>> begin Working data

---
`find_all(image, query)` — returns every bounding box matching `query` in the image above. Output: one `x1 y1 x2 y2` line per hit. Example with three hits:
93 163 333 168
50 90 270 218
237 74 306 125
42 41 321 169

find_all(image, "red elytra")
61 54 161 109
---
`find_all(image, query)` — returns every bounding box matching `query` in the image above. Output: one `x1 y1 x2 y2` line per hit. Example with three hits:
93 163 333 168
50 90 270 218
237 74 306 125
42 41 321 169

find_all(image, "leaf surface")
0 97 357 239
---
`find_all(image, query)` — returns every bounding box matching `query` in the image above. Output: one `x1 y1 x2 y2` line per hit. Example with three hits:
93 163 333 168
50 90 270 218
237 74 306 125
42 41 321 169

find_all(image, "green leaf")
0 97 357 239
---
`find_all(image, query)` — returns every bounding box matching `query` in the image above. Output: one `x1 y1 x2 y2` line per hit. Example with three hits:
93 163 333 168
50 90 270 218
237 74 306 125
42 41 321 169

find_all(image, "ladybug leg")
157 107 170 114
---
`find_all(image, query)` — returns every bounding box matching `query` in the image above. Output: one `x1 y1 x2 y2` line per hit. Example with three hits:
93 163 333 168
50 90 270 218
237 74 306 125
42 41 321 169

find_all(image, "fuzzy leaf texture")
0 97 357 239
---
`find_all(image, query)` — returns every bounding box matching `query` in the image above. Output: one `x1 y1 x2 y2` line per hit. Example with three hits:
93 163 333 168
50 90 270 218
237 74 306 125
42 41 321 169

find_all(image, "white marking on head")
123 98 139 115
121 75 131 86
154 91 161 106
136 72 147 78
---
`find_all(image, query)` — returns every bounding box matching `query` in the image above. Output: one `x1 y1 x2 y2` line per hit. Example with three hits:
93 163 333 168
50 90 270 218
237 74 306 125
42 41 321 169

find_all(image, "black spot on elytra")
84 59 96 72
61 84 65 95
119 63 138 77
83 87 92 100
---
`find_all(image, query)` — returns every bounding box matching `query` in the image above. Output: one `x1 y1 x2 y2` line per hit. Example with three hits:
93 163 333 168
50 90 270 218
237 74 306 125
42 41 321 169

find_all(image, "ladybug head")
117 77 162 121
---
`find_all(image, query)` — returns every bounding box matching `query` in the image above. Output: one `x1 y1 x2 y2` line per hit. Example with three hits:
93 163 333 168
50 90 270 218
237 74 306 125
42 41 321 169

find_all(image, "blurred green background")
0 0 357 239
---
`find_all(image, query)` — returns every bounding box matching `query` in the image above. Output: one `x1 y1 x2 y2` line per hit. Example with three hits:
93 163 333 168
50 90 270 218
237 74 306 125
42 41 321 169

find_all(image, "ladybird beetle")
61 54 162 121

>> end Working data

_Exercise details:_ Identify each line in the entries above that contains the string "green" and reproduce every such line in full.

_Reply to the task:_
find_all(image, "green leaf")
find_all(image, "blurred green background")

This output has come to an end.